**Natural-language object grounding data**
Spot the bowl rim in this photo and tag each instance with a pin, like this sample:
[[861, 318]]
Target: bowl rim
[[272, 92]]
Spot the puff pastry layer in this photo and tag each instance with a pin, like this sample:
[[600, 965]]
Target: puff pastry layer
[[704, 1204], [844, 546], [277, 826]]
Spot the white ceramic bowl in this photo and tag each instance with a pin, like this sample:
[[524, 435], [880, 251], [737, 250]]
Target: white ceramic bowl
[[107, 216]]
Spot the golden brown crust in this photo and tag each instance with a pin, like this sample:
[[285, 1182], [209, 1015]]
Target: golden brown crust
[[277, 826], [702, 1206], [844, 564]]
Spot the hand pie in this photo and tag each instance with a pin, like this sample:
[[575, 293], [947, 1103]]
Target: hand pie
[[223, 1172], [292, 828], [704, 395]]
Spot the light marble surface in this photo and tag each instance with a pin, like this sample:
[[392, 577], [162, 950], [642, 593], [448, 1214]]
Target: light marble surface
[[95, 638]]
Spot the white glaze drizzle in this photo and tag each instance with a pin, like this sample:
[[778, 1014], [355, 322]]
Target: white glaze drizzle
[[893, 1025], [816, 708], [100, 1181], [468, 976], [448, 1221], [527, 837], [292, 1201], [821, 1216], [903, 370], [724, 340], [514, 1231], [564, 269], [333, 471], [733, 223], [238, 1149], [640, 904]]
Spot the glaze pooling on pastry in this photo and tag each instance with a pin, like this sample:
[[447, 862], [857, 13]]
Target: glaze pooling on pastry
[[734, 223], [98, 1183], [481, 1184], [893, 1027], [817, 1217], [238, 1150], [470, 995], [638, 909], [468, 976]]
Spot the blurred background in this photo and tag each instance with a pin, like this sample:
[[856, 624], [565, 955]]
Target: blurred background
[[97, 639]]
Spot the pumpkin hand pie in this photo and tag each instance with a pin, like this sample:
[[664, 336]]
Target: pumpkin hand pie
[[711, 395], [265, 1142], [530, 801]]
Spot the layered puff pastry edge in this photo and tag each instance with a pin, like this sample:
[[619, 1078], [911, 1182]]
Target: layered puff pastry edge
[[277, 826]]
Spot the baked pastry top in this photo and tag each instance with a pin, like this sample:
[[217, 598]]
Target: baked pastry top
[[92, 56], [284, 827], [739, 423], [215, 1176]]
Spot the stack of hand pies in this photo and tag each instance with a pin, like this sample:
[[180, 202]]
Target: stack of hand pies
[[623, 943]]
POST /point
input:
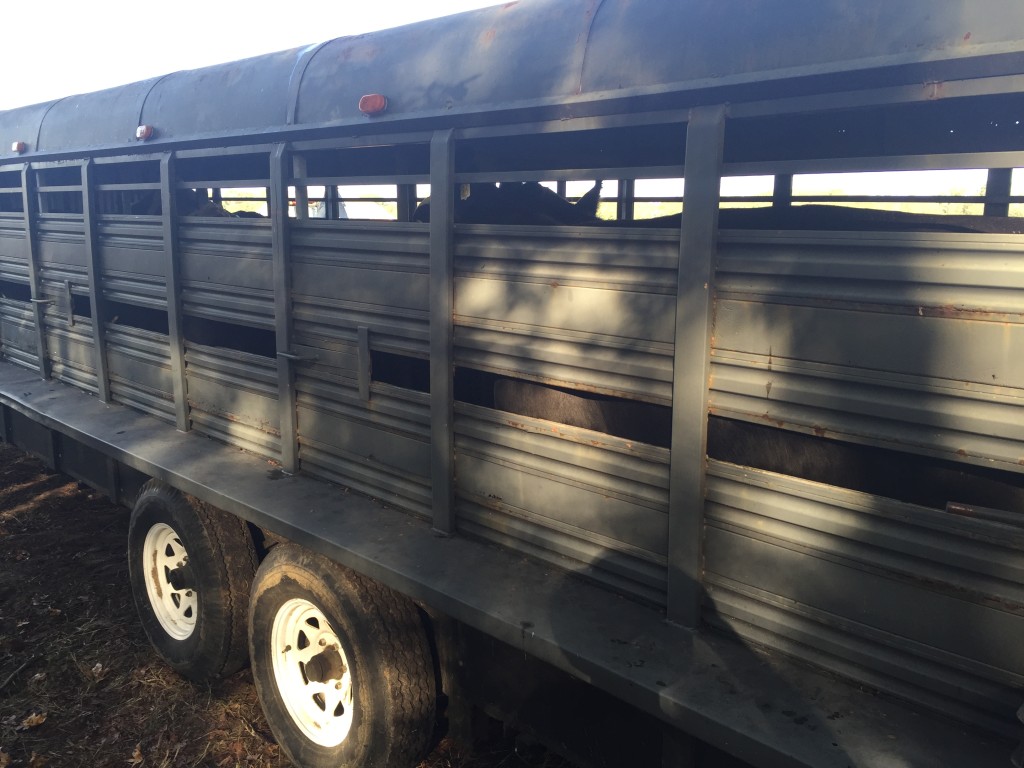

**Your assignment**
Without the pictures, reproduce every record exactly as it appears above.

**Task output**
Spot the bowl rim in this photo and tag each instance with a pin, like this sample:
[[861, 318]]
Target: bowl rim
[[272, 92]]
Spot the puff pastry layer in this photo and tag each instance with a pin, like this sample:
[[600, 965]]
Target: puff pastry layer
[[704, 1204], [844, 546], [277, 826]]
Spot the white ceramic bowl in this photo and tag each instance with a pin, like this sample:
[[524, 435], [880, 251], [737, 250]]
Target: white ceramic bowl
[[107, 216]]
Spot the golden brown crust in this photo and tag each instance with a pin, like this sample:
[[285, 1182], [209, 1015]]
Target: golden brown crust
[[277, 826], [702, 1206], [844, 564]]
Spot the hand pie in this photo and tag each instance with a pin, like this sample:
[[575, 293], [947, 1103]]
Target: hand pie
[[223, 1172], [292, 828], [704, 395]]
Spot the light marble surface in this photo and tag each instance with a pin, like this sample:
[[392, 577], [162, 950], [642, 593], [448, 1214]]
Target: light marble surface
[[95, 638]]
Spot the white glaze drizzle in this photo and tag each instance with a pin, like this sample:
[[778, 1014], [355, 322]]
Target: white glaze drizzle
[[893, 1025], [816, 708], [100, 1181], [468, 976], [448, 1221], [527, 837], [292, 1201], [821, 1216], [903, 370], [724, 340], [514, 1231], [564, 269], [333, 471], [733, 223], [238, 1149], [640, 904]]
Spot the glaze pooling on pastry in this photo and tag each instance with a pin, like this sample:
[[447, 862], [857, 13]]
Target: glaze pooling on pastry
[[734, 223], [98, 1183], [481, 1184], [893, 1027], [817, 1217], [238, 1150], [470, 995], [638, 909], [468, 976]]
Spot the blurred background in this photo and tag each instance with a pin, like this sample:
[[856, 624], [565, 955]]
Target: blurred background
[[97, 639]]
Spot the pumpkin hand pie in this photo and tag each instance with a pin, like this sample:
[[664, 336]]
Target: pumpkin hand pie
[[711, 395], [265, 1142], [530, 801]]
Spot the layered puff pastry edge in this photo and tag each instance with a pin, like this sample:
[[619, 1078], [911, 1182]]
Target: layered puff pastry edge
[[277, 826]]
Spot the baked pastry top in this photo and tag each instance with a pin, like this sample:
[[217, 598]]
Target: baked pastry top
[[92, 56], [284, 827], [739, 423], [215, 1176]]
Spot the stack of hand pies in this photo and tag each instance with a pin, like this sample:
[[180, 202]]
Target: stack of hand pies
[[623, 943]]
POST /point
input:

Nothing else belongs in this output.